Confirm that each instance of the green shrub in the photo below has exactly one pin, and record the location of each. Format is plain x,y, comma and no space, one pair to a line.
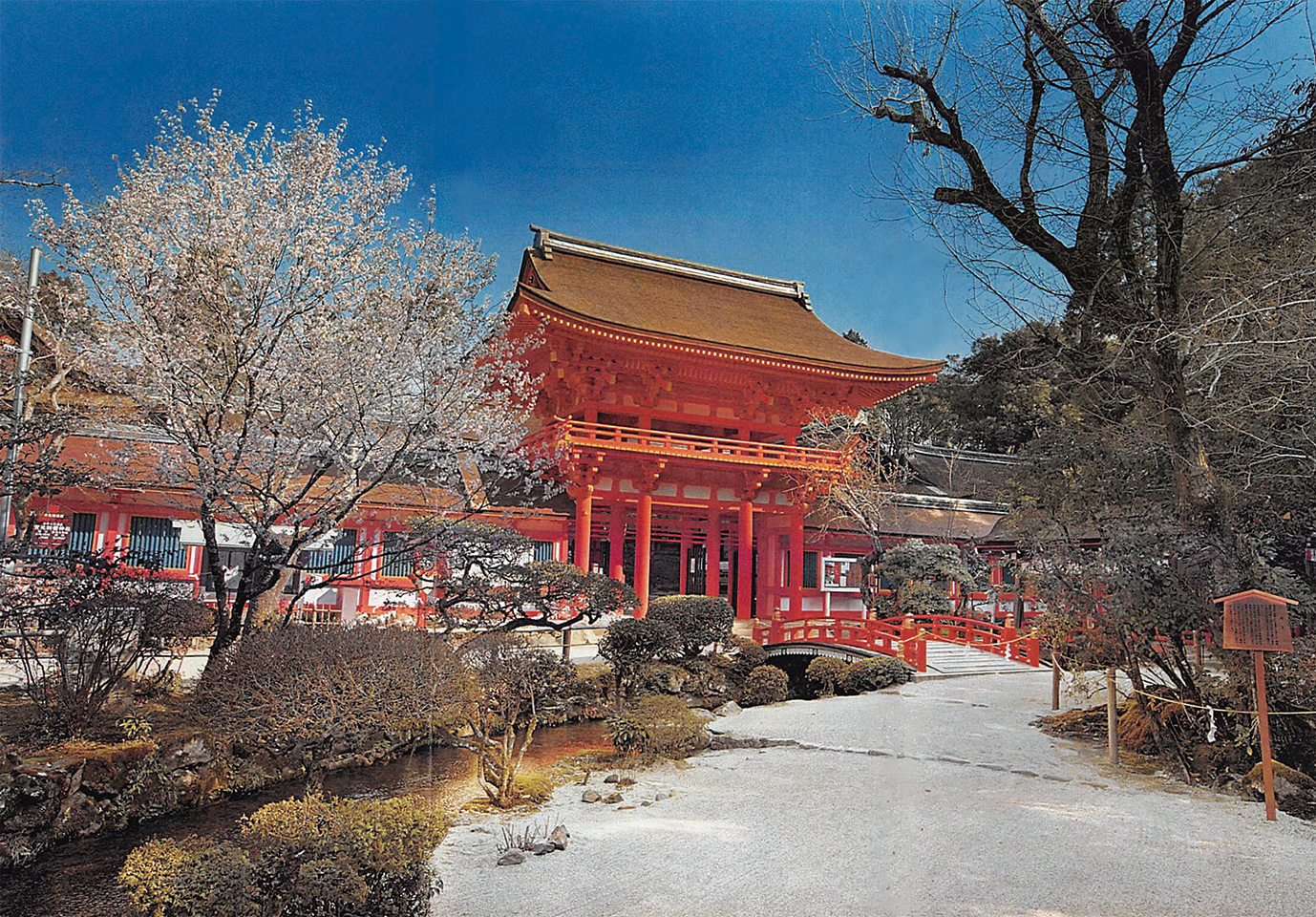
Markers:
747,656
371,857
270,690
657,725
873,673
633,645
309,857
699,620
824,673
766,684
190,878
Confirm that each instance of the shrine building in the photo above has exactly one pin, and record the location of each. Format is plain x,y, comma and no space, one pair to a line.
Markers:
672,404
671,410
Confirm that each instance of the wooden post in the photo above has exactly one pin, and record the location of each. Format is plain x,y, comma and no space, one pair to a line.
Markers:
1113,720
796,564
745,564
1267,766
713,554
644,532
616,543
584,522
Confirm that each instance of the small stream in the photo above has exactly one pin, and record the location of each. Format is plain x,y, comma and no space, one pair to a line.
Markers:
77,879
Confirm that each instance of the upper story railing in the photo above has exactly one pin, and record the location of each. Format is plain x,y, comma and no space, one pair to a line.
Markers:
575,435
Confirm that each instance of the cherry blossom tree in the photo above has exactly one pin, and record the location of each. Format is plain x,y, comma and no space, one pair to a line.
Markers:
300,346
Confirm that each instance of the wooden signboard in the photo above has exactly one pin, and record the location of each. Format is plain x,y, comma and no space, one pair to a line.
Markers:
# # # #
Print the whole listing above word for word, leaving out the pictures.

Confirm that each instance of the green shrub in the photo below has exactly one pin, and record the location of each. Format is plain x,y, comma and no space, one pair to a line.
Markers:
747,656
371,857
270,690
657,725
873,673
633,645
309,857
699,620
824,673
766,684
190,878
Confirm that each instance of the shrine building in the photo above has exactly one pin, and record the location of each. Format is plain x,y, comma and no space, one pair to a line.
Markers:
672,404
671,410
Confirm that each instance of the wooden post in the photo above has exactly one pin, and record the location of each. Format is plain x,y, comma and no space, one pair to a line.
Markers:
1113,720
796,564
745,564
1267,766
713,554
644,532
616,543
584,522
Confirm that each instance of the small stream in the photo above has exactly one pin, and record the location of each. Format is plain x,y, comma and no space, one pair to a line.
Markers:
77,879
Confirm that each instance of the upper story railing in the photo above has exactly one pin, and record the location of each. Format is plain x,y, comma and no space, one pair to a line.
Markers:
575,435
Confirm that each instance of the cherry blossom tree in the photo above has exactly one pin, and record the location of each. Format is plain x,y, comma and no space, one pair to a line.
Markers:
300,346
Confirm that each instance of the wooden signboard in the photo above has exactly one pin, and record the location of each. Format is plain x,y, comma and no space, one pair to a line.
Markers:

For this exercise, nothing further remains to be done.